─── Given passage ───
Question

One of the values of ${\left(\frac{(1+i)}{\sqrt{2}}\right)}^{\frac{2}{3}}$ is

• A. $\sqrt{3}+i$
• B. $-\mathrm{i}$
• C. $\mathrm{i}$
• D. $-\sqrt{3}+i$

Answer 1

The correct option is B

$-\mathrm{i}$

Explanation for correct option:

Simplification of complex number:

We have been given ${\left(\frac{(1+i)}{\sqrt{2}}\right)}^{\frac{2}{3}}$

On simplifying, we get:

$\begin{array}{rcl}z& =& {\left(\frac{(1+i)}{\sqrt{2}}\right)}^{\frac{2}{3}}\\ & =& {\left(\frac{1}{\sqrt{2}}+\frac{i}{\sqrt{2}}\right)}^{\frac{2}{3}}\\ & =& {\left(\cos \left(\frac{\mathrm{\pi }}{4}\right)+i\sin \left(\frac{\mathrm{\pi }}{4}\right)\right)}^{\frac{2}{3}}\left[\because sin\left(\frac{\pi }{4}\right)=\frac{1}{\sqrt{2}},cos\left(\frac{\pi }{4}\right)=\frac{1}{\sqrt{2}}\right]\\ & =& \left(\cos \left(8k+1\right)\frac{\mathrm{\pi }}{6}+i\sin \left(8k+1\right)\frac{\mathrm{\pi }}{6}\right)\mathbf{}{\left[\because r\left(cos\theta +isin\theta \right)\right]}^{\mathbf{n}}\mathbf{=}{\mathit{r}}^{\mathbf{n}}\left(cosn\theta +isinn\theta \right)\end{array}$

Substitute $k=1$, we get

$\begin{array}{rcl}z& =& \left(\cos \left(8+1\right)\frac{\mathrm{\pi }}{6}+i\sin \left(8+1\right)\frac{\mathrm{\pi }}{6}\right)\\ & =& \left(\cos \left(9\right)\frac{\mathrm{\pi }}{6}+i\sin \left(9\right)\frac{\mathrm{\pi }}{6}\right)\\ & =& \left(\cos \left(3\right)\frac{\mathrm{\pi }}{2}+i\sin \left(3\right)\frac{\mathrm{\pi }}{2}\right)\left[\because cos\frac{3\pi }{2}=0,sin\frac{3\pi }{2}=-1\right]\\ & =& -i\end{array}$

Hence, option(B) is correct.
─── Extracted material ───
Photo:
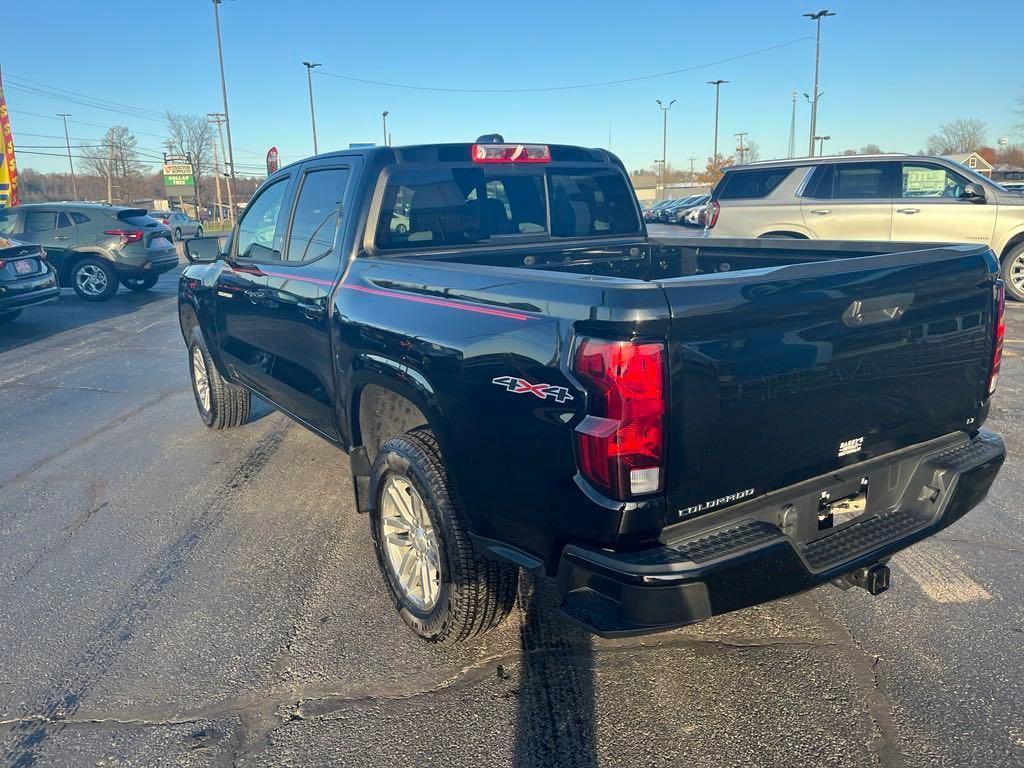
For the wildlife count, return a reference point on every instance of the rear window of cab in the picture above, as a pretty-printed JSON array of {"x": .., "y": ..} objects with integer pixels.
[
  {"x": 750, "y": 184},
  {"x": 441, "y": 206}
]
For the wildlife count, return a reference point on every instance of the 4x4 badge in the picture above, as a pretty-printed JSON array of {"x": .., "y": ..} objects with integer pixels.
[{"x": 521, "y": 386}]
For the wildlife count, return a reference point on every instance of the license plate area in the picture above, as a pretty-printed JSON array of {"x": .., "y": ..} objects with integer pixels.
[{"x": 836, "y": 512}]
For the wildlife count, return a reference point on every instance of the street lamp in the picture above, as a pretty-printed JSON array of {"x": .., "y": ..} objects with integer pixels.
[
  {"x": 74, "y": 183},
  {"x": 817, "y": 60},
  {"x": 223, "y": 90},
  {"x": 312, "y": 115},
  {"x": 718, "y": 86},
  {"x": 665, "y": 133}
]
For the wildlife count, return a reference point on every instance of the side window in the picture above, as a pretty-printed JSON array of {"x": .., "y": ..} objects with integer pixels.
[
  {"x": 751, "y": 184},
  {"x": 7, "y": 221},
  {"x": 860, "y": 181},
  {"x": 927, "y": 180},
  {"x": 316, "y": 214},
  {"x": 40, "y": 221},
  {"x": 259, "y": 237}
]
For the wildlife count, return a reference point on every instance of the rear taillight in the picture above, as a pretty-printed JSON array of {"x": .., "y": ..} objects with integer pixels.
[
  {"x": 712, "y": 214},
  {"x": 511, "y": 154},
  {"x": 127, "y": 236},
  {"x": 622, "y": 442},
  {"x": 1000, "y": 332}
]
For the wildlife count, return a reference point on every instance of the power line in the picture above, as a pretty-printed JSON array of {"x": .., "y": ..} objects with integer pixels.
[{"x": 601, "y": 84}]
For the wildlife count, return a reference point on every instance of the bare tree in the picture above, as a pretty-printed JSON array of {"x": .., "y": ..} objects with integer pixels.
[
  {"x": 117, "y": 159},
  {"x": 193, "y": 134},
  {"x": 964, "y": 134}
]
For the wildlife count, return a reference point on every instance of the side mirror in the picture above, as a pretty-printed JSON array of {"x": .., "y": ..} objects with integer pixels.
[
  {"x": 974, "y": 192},
  {"x": 205, "y": 250}
]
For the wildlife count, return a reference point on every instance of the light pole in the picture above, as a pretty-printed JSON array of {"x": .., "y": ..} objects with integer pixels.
[
  {"x": 741, "y": 150},
  {"x": 312, "y": 115},
  {"x": 74, "y": 183},
  {"x": 227, "y": 119},
  {"x": 718, "y": 86},
  {"x": 817, "y": 60},
  {"x": 665, "y": 134}
]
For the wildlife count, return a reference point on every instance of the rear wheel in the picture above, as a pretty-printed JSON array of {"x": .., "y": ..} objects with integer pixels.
[
  {"x": 94, "y": 280},
  {"x": 220, "y": 403},
  {"x": 1013, "y": 271},
  {"x": 139, "y": 284},
  {"x": 443, "y": 589}
]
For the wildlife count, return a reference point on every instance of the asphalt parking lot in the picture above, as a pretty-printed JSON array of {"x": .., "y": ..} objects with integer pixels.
[{"x": 170, "y": 596}]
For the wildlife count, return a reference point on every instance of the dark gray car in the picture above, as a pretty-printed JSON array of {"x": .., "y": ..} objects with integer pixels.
[{"x": 93, "y": 246}]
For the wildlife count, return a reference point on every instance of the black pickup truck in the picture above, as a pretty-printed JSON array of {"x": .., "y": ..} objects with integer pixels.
[{"x": 522, "y": 378}]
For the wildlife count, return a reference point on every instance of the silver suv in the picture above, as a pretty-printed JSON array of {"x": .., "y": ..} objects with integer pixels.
[
  {"x": 872, "y": 197},
  {"x": 94, "y": 247}
]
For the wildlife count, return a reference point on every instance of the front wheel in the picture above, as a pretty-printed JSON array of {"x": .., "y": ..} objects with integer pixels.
[
  {"x": 139, "y": 284},
  {"x": 94, "y": 280},
  {"x": 220, "y": 403},
  {"x": 1013, "y": 272},
  {"x": 443, "y": 589}
]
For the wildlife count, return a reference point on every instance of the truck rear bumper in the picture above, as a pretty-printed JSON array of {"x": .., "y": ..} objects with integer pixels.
[{"x": 750, "y": 561}]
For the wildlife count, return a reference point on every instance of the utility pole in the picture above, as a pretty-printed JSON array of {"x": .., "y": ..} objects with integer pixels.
[
  {"x": 718, "y": 86},
  {"x": 665, "y": 135},
  {"x": 312, "y": 115},
  {"x": 227, "y": 120},
  {"x": 74, "y": 183},
  {"x": 817, "y": 60},
  {"x": 741, "y": 150},
  {"x": 218, "y": 118},
  {"x": 793, "y": 128},
  {"x": 219, "y": 217},
  {"x": 110, "y": 167}
]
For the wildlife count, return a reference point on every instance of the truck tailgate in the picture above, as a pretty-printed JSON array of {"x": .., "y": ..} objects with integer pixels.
[{"x": 780, "y": 374}]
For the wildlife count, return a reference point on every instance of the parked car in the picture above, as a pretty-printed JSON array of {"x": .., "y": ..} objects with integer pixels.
[
  {"x": 525, "y": 379},
  {"x": 26, "y": 278},
  {"x": 179, "y": 223},
  {"x": 93, "y": 246},
  {"x": 873, "y": 197}
]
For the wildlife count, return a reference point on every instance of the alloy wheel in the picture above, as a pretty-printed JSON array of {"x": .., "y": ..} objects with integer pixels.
[{"x": 411, "y": 543}]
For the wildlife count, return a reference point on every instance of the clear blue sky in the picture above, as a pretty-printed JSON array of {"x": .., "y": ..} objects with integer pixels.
[{"x": 891, "y": 71}]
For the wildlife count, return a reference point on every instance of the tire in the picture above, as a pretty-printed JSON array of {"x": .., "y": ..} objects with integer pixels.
[
  {"x": 93, "y": 279},
  {"x": 1012, "y": 271},
  {"x": 224, "y": 404},
  {"x": 472, "y": 594},
  {"x": 139, "y": 284}
]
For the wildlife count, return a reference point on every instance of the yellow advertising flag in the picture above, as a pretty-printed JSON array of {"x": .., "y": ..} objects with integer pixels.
[{"x": 8, "y": 170}]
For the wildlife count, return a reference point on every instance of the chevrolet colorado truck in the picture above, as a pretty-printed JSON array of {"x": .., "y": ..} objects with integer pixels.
[{"x": 523, "y": 379}]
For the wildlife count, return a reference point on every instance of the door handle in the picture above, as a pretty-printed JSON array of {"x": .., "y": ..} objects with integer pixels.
[{"x": 312, "y": 311}]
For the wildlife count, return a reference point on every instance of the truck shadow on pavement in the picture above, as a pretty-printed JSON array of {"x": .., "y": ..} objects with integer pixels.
[{"x": 555, "y": 717}]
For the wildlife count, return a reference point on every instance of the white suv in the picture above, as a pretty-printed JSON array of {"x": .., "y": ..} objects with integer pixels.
[{"x": 872, "y": 197}]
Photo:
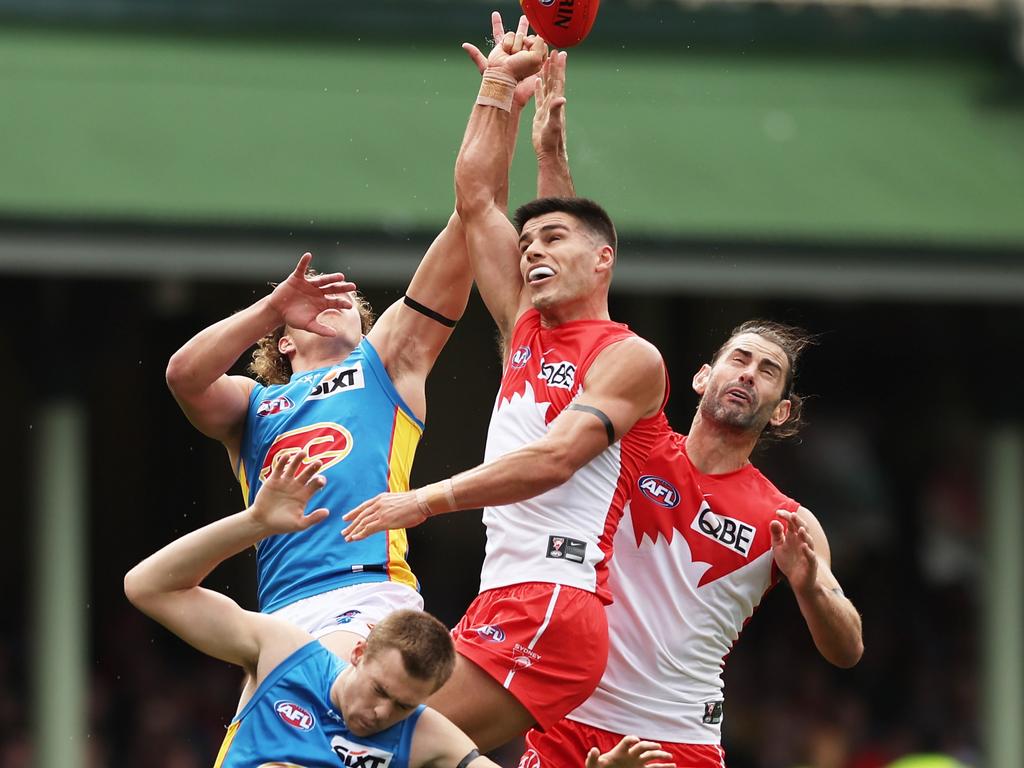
───
» Exercise task A
Please write out the complex number problem above from "Substitute $k=1$, we" to "option(B) is correct.".
» Exercise task B
Answer these questions from the complex number problem above, one per line:
(i) Which answer option is given as correct?
(ii) What value is substituted for k?
(iii) What value does the text state for both sin(π/4) and cos(π/4)?

» Written reply A
Substitute $k=1$, we get

$\begin{array}{rcl}z& =& \left(\cos \left(8+1\right)\frac{\mathrm{\pi }}{6}+i\sin \left(8+1\right)\frac{\mathrm{\pi }}{6}\right)\\ & =& \left(\cos \left(9\right)\frac{\mathrm{\pi }}{6}+i\sin \left(9\right)\frac{\mathrm{\pi }}{6}\right)\\ & =& \left(\cos \left(3\right)\frac{\mathrm{\pi }}{2}+i\sin \left(3\right)\frac{\mathrm{\pi }}{2}\right)\left[\because cos\frac{3\pi }{2}=0,sin\frac{3\pi }{2}=-1\right]\\ & =& -i\end{array}$

Hence, option(B) is correct.

» Written reply B
(i) Option B, −i
(ii) k = 1
(iii) 1/√2